▶ _Richieste_
1. Ripeta senza alcuna modifica la parte del brano sul furto che si apre con le parole contenenti "Nei supermercati con" e si chiude con "Cass. n. 249835).".
2. Prosegua il brano sul reato di furto dal punto in cui si interrompe.

▶ _Brano da leggere_
:::

Stante il requisito dell’altruità, la fattispecie non può concernere le res nullius, le res communis omnium se considerate nella loro totalità e le res derelictae.
L’impossessamento delle cose smarrite integra, invece, l’art. 647 c.p.
La condotta consta della sottrazione, ossia della privazione della disponibilità materiale della res a chi la detiene (Aprile, E., Art. 624. Furto in Lattanzi, G.-Lupo, E., a cura di, Codice penale. Rassegna di giurisprudenza e di dottrina, XII, I delitti contro il patrimonio. Libro II Artt. 624-649, Milano, 2010, 4 ss.) attraverso l’interruzione della relazione giuridica o della situazione di fatto sulla stessa esercitata, seguita dall’impossessamento e, quindi, dall’illecita acquisizione da parte dell’agente di un autonomo potere di signoria (Baccaredda Boy, C.-Latomia, S., I delitti contro il patrimonio mediante violenza, in Marinucci, G.-Dolcini, E., a cura di, Trattato di diritto penale, parte speciale, VIII, Padova, 2010, 34).
Si richiede la coscienza e volontà di sottrarre e d’impossessarsi della cosa mobile altrui al fine di profitto per sé o per altri (dolo specifico), ossia di percepirne un’utilità diretta, di carattere anche non economico.
Il furto è integrato dalla realizzazione dell’impossessamento. È sufficiente che la cosa mobile altrui passi, anche solo temporaneamente, dalla disponibilità del detentore a quella del ladro (Cass. pen., sez. V, 27.11.2008, n. 7047, in CED Cass. n. 242963).
Nei supermercati con sistema a self-service si perfeziona con l’apprensione e l’occultamento della merce, salvo che l’avente diritto o persona da lui incaricata abbia sorvegliato l’intera azione furtiva, così da poterla interrompere in qualsiasi momento, ricorrendo in tal caso solo il tentativo (Cass. pen., sez. V, 20.12.2010, n. 7042, in CED Cass. n. 249835).
È inapplicabile al tentativo di furto l’attenuante di cui all’art. 62 n. 4 c.p., non rappresentando il danno patrimoniale un elemento costitutivo del reato (Cass. pen., sez. V, 27.1.2010, n. 11923, in CED Cass. n. 246556), come pure la circostanza della riparazione del danno che presuppone la consumazione del delitto e l’evento lesivo conseguente alla sottrazione (Cass. pen., sez. IV, 30.11.2011, n. 47500, in CED Cass. n. 251741).
Il furto si distingue dal reato di cui all’art. 646 c.p. che ipotizza il preesistente possesso della cosa altrui (Cass. pen., sez. VI, 10.5.2007, n. 32543, in CED Cass. n. 237175).

:::

▶ _Insieme delle righe_
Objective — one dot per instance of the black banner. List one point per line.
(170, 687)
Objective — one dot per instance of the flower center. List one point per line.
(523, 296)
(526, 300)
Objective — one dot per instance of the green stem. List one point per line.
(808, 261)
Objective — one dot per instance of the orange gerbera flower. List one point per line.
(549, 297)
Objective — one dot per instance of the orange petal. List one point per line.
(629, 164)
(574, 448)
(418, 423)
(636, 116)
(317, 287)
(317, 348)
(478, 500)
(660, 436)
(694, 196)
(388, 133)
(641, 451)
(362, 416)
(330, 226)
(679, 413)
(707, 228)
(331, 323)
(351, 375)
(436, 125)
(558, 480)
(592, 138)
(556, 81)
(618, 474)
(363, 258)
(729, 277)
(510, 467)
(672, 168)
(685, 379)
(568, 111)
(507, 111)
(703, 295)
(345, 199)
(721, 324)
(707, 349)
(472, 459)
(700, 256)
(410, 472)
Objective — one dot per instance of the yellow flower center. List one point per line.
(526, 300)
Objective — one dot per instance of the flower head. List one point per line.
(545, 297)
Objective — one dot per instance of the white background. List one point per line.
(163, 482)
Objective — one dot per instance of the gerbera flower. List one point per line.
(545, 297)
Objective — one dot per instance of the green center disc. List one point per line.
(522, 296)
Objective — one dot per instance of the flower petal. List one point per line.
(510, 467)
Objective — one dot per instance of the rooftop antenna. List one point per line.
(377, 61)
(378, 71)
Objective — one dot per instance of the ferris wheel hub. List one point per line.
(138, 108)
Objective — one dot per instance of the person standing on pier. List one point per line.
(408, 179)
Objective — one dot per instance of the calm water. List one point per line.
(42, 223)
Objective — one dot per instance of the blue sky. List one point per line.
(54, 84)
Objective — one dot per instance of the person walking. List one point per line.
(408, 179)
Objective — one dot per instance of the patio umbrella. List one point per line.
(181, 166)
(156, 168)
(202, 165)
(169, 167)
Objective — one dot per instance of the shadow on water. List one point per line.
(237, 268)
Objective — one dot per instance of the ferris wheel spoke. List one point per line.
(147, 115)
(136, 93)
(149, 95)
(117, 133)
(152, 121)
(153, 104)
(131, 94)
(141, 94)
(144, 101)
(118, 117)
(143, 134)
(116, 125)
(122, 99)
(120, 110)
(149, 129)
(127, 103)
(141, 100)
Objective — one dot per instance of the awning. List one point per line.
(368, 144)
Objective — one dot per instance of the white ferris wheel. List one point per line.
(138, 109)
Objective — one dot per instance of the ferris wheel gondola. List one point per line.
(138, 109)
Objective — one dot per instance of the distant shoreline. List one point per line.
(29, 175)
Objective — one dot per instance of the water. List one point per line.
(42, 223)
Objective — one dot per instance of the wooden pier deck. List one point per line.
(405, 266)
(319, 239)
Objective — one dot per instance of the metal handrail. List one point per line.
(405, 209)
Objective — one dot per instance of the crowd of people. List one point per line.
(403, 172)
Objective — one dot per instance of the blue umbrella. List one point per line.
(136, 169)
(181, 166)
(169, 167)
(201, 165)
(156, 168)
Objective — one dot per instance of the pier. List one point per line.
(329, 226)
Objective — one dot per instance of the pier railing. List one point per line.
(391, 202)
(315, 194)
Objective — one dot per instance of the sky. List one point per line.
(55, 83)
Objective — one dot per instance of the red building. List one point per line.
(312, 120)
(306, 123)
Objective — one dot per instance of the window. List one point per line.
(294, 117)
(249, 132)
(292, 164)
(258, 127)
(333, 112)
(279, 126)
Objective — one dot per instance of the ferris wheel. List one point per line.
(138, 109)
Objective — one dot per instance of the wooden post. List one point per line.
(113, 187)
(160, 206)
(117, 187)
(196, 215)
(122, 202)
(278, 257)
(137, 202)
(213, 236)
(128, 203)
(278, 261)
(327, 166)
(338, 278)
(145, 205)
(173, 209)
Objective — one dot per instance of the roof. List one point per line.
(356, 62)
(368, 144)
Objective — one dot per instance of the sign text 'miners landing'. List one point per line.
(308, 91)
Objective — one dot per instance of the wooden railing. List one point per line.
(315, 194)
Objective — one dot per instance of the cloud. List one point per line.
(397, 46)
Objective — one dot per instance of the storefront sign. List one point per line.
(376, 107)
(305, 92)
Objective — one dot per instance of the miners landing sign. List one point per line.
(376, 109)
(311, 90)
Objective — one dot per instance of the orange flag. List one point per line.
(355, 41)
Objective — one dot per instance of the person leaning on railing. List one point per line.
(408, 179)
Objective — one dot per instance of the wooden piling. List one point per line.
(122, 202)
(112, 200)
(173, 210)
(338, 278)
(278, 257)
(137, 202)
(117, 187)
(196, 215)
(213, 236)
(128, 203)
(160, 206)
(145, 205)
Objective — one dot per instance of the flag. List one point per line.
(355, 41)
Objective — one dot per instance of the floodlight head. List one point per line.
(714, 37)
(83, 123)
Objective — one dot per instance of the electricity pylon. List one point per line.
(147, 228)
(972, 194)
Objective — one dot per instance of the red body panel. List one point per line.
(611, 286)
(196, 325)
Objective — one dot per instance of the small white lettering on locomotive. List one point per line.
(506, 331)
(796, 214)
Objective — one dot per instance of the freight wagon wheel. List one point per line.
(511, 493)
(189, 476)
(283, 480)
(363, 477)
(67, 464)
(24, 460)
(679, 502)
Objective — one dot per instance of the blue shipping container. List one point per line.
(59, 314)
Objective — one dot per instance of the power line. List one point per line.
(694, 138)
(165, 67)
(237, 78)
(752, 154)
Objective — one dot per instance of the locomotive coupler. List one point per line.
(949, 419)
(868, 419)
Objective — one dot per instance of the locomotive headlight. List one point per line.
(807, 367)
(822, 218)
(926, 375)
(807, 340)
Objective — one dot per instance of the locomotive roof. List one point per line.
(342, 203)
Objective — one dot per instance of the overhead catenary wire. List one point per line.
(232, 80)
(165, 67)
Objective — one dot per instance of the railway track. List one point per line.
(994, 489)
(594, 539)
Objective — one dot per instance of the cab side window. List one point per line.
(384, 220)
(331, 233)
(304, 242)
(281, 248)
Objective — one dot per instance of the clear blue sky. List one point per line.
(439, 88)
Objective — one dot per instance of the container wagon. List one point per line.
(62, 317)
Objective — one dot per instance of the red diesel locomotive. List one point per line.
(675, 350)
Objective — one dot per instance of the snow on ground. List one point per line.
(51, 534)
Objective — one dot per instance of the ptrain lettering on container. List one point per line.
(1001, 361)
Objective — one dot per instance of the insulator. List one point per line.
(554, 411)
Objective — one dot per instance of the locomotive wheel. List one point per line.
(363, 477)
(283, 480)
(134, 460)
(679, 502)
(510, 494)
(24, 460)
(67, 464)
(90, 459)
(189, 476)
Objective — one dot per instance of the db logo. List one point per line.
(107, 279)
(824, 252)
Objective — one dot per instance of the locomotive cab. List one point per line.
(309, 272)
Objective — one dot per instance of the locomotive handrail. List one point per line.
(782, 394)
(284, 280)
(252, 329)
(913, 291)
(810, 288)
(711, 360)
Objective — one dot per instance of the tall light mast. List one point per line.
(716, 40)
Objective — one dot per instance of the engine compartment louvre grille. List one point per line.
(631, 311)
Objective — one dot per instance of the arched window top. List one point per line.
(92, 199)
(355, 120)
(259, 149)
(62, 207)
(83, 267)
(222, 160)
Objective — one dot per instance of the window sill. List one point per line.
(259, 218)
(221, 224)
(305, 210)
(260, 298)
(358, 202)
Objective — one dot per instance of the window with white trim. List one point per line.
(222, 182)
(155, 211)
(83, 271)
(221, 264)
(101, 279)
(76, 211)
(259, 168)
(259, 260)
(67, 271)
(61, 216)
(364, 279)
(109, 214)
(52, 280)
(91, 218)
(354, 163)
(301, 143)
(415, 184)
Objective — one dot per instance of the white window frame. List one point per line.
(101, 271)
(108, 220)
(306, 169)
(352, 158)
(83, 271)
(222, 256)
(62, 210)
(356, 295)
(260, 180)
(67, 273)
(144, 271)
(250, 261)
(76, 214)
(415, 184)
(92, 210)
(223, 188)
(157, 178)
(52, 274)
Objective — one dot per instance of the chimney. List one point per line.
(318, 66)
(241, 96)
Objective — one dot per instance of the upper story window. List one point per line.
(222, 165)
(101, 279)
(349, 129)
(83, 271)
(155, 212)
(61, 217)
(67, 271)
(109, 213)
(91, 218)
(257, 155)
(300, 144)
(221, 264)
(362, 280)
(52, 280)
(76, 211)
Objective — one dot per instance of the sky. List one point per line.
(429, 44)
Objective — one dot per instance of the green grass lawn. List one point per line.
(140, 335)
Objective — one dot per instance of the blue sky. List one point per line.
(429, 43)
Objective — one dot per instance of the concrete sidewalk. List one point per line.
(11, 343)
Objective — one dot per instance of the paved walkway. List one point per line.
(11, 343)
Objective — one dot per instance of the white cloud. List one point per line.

:::

▶ _Risultati_
1.
Nei supermercati con sistema a self-service si perfeziona con l’apprensione e l’occultamento della merce, salvo che l’avente diritto o persona da lui incaricata abbia sorvegliato l’intera azione furtiva, così da poterla interrompere in qualsiasi momento, ricorrendo in tal caso solo il tentativo (Cass. pen., sez. V, 20.12.2010, n. 7042, in CED Cass. n. 249835).

2.
Il discrimen con il delitto di rapina si coglie nella direzione teleologica della violenza (Cass. pen., sez. II, 11.11.2010, n. 41464, in CED Cass. n. 248751), mentre il reato di cui all’art. 707 c.p. deve ritenersi assorbito se il possesso ingiustificato di chiavi alterate o di grimaldelli è connesso all’uso fattone per integrare il furto (Cass. pen., sez. V, 19.2.2010, n. 19047, in CED Cass. n. 247150).
Trattasi di reato di competenza del Tribunale monocratico, collegiale se ricorre l’aggravante di cui all’art. 4, co. 2, l. 8.8.1977, n. 533. La procedibilità è a querela della persona offesa, salvo che sussista una o più delle circostanze di cui agli artt. 61 n. 7 e 625 c.p.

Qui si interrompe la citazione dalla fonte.